◆ **Your tasks**:
1 > In the passage about Lennon and Harrison's chat-show appearance, explain why the writer says the invited audience is an "audience" only in the sense of the seating arrangement. Answer in one to three sentences.
2 > Write what comes next in the passage about Lennon and Harrison's chat-show appearance, starting after its final sentence.

◆ **Supplied passage**:
▬▬▬

I was particularly struck by a sequence where Lennon and Harrison are guests on one of those hyper-serious chat shows that have since vanished from the airwaves.  I presume the theme was something like, what should we make of the spray-on "Eastern spirituality" that has infected some strands of pop of late? (maybe the programme was billed as "From Satire to Sitar"?)  The two Beatles seem to have been summoned to appear before an invited audience of the intellectual and bien-pensant establishment, in order to explain themselves.  Although, this is only an "audience" in the sense of the seating arrangement -- these people are certainly not there to listen to anyone.  In fact, they behave like hospital consultants invited to discuss an interesting pathology, as displayed by the baffled pair on stage.

John Mortimer (one of those annoying upper class rebels, the archetypal "champagne socialist") and the guy seated near him (whom I feel I ought to have recognised, but didn't) are shown giving free vent to their theories on "Mr. Harrison" and his wacky Eastern ideas, all expressed in the most preposterously patrician tones imaginable.  It's outrageous.  Nobody speaks like that any more.  You almost expect one of them to get up and poke John or George with a stick.

The main effect of their torrent of fruity verbiage, of course, is to establish a barrier: on this side we are serious, educated, well-informed, articulate people, with considered opinions, worthy of attention.  On that side of the barrier you are, intellectually, objects, never subjects. You people over there may, in medical terminology, "present" interesting and even sympathetic behaviours, but you can never be expected to understand or express them yourselves.  That's our job.

▬▬▬

◆ **Information given**:

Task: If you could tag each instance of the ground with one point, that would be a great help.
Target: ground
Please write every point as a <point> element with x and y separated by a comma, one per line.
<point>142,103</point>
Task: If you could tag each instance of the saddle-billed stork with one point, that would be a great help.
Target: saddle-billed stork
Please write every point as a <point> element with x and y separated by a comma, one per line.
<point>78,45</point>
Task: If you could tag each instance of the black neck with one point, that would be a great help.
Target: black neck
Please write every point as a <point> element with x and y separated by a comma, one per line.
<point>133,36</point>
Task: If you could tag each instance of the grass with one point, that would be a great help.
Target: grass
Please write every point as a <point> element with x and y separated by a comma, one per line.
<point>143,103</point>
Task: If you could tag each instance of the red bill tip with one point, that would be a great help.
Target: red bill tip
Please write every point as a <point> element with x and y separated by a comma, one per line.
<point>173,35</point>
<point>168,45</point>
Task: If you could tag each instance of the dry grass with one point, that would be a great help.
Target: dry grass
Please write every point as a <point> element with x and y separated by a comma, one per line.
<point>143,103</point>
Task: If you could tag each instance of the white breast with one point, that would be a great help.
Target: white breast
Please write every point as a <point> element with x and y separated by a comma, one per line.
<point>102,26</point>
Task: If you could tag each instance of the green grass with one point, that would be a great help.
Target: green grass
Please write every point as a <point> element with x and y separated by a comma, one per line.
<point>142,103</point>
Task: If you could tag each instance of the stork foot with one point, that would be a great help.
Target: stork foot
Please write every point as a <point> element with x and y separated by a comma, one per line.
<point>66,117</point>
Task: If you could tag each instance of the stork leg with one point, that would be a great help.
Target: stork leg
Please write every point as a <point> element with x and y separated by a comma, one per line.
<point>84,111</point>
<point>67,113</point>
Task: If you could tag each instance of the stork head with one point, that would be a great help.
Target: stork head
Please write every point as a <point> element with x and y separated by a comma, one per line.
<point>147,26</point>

▬▬▬

◆ **Solved problems**:
1 > The writer says these people are certainly not there to listen to anyone. They are an audience only in where they sit, and they behave like hospital consultants discussing an interesting pathology shown by the baffled pair on stage.

2 >
How very 1960s.  Particularly British, too, I thought, was the fact that John and George -- a couple of streetwise scallies who had lucked out, big time, but ended up defining the zeitgeist -- were actually putting up with this treatment without verbally decking anybody.  It appeared they knew their place, although it's clear from their faces that they weren't happy about it.  It seemed a long way from the scene in the train carriage in  A Hard Day's Night ("I fought the War for your sort!" "I bet you're sorry you won, now").  But then, I don't suppose they wrote that.

The irony is that Lennon and Harrison were pioneers of a New Aristocracy, and really didn't need to take any crap from those pompous schoolboy bores any more.  Mortimer and Co. simply hadn't yet heard the news. But, if the evidence of this film is to be believed, global fame had already turned into a global prison for them, within which even prodigious wealth had become prodigious boredom.  It seems no matter how you played it, mean-and-moody or eager-to-please, you ended up having to live in a stratospheric gated VIP lounge way above the wordy bleatings of the media, but -- more sadly -- also way, way above the world of the fans who put you there, but whose dangerous devotion was a constant threat to your safety.

No wonder Harrison eventually turned away, and took to either hanging out with congenial members of those other aristocracies in showbiz, motor racing, and the film world, or gardening and obsessively re-landscaping his estate at Friar Park.  Not that it brought him safety, any more than it did John Lennon.  A lunatic with a knife was able to penetrate into this sanctuary, and Harrison was probably only saved by the bravery of his gutsy wife.

George Harrison was clearly a man obsessed by death, or more precisely, by the "spiritual" preparations for leaving one's life with equanimity.  Yet, in the film, Tom Petty reveals that Harrison's surprising message to him on the death of fellow "Travelling Wilbury" Roy Orbison was, "Aren't you glad it wasn't you?"  Elsewhere, I read that Petty's message to Harrison after his stabbing was, "Aren't you glad you married a Mexican woman?"

Frankly,  my takeaway message from the film was,  "Aren't you glad you're not a massively successful and wealthy rock star?"  Something we all need reminding of from time to time.  As Keith Richards is often quoted as saying:  I do all this stuff so you don't have to.  Thanks, Keith.